## Passage shown:
== Segment start ==
As Robert Reich has pointed out, we know what the economy needs, from historical evidence– what we did the last time there was an economic crisis of this size– and from contemporary evidence, particularly from Germany (“Why Inequality is the Real Cause of Our Ongoing Terrible Economy“). He sums up the evidence here:

Germany has grown faster than the United States for the last 15 years, and the gains have been more widely spread. While Americans’ average hourly pay has risen only 6 percent since 1985, adjusted for inflation, German workers’ pay has risen almost 30 percent. At the same time, the top 1 percent of German households now take home about 11 percent of all income — about the same as in 1970. And although in the last months Germany has been hit by the debt crisis of its neighbors, its unemployment is still below where it was when the financial crisis started in 2007.

How has Germany done it? Mainly by focusing like a laser on education (German math scores continue to extend their lead over American), and by maintaining strong labor unions.
== Segment end ==
## Data for analysis:
== Segment start ==
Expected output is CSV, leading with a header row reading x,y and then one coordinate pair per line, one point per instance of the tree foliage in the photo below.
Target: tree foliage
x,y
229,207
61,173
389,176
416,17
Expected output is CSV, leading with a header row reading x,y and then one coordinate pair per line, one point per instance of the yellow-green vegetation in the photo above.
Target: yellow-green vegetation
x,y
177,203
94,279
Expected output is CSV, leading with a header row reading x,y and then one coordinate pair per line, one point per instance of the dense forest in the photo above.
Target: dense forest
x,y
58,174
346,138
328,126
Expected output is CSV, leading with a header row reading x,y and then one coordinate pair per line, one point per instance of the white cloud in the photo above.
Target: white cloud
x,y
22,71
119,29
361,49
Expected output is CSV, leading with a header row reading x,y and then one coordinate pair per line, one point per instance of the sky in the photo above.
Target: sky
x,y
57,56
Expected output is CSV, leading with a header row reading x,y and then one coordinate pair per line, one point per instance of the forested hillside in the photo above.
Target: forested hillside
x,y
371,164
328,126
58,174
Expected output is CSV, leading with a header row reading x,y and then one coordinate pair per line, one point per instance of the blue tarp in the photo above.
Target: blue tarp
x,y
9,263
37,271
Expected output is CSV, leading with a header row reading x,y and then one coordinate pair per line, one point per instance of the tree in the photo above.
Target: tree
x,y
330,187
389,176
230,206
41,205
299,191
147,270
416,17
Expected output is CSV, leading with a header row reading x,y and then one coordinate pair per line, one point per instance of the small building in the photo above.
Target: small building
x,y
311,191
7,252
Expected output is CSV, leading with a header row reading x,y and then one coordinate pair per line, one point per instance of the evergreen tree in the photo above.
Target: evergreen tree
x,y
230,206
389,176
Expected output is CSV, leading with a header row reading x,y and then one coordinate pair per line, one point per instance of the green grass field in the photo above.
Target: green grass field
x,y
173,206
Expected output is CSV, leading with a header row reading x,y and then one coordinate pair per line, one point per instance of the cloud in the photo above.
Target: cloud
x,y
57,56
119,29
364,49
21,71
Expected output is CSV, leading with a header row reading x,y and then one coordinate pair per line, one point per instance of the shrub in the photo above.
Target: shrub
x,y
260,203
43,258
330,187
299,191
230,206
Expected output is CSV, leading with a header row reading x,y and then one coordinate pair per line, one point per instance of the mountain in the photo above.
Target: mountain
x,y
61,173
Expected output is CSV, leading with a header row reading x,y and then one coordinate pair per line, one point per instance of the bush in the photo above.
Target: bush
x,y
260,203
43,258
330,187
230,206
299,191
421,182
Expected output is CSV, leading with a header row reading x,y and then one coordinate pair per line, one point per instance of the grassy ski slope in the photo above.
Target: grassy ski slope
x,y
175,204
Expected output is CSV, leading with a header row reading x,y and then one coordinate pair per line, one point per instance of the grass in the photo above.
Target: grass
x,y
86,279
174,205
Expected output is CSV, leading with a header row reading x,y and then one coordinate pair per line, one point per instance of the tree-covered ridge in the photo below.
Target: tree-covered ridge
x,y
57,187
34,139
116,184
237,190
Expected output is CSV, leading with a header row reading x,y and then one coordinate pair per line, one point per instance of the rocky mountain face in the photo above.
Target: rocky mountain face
== Segment end ==
## Check your understanding:
- A) List every percentage figure in the passage on Germany's economy, and say what each one measures.
- B) According to the passage on Germany's economy, how has Germany managed faster and more widely shared growth than the United States?
- C) Continue the passage on Germany's economy from its final sentence.

## Answers to the exercises:
- A)
- 6 percent: the rise in Americans' average hourly pay since 1985, adjusted for inflation
- Almost 30 percent: the rise in German workers' pay over the same period
- 1 percent: the top share of German households
- About 11 percent: the share of all income those top 1 percent of German households now take home, about the same as in 1970

- B) Germany has done it mainly by focusing like a laser on education, as its math scores keep extending their lead over American scores. It has also maintained strong labor unions.

- C)
There’s no real mystery. Too many people in the U.S. were sold a bill of goods and came to believe that the very institutions necessary to maintaining a healthy economy and preventing disaster– measures that ought to be the basis of fiscal conservatism— had to be dismantled or rendered powerless. Roads, bridges, unions, schools: nothing’s worth the investment, government is the problem.

It’s not hard to imagine why a capitalist system resists anything that might restrict profits.  It’s basic premise is greed. It is much harder to imagine why anyone who’s not rich would buy into the idea of unrestricted profits and power.  History shows that dismantling labor unions is not much different from giving someone permission to withdraw as much as they like from your bank account.

Maybe that’s too abstract, somehow. Despite all evidence to the contrary, Americans like to believe that they can achieve whatever they like individually despite or perhaps because of  their collective powerlessness.  That’s the essence of right-wing libertarianism and the Tea Party (and the status system in academia) . That’s not economics, that’s Mad Max. Yet there’s also very concrete evidence too.

Americans are nothing if not sentimental about children, so you would think that anything that hurts their kids would cause an uprising.  Yet according to data gathered by the New York Federal Reserve (“Chart of the Day: Student Loans Have Grown 511% Since 1999“) student debt rose by more than 500% during the Bush presidency.  It’s hidden in plain sight; so is one good solution.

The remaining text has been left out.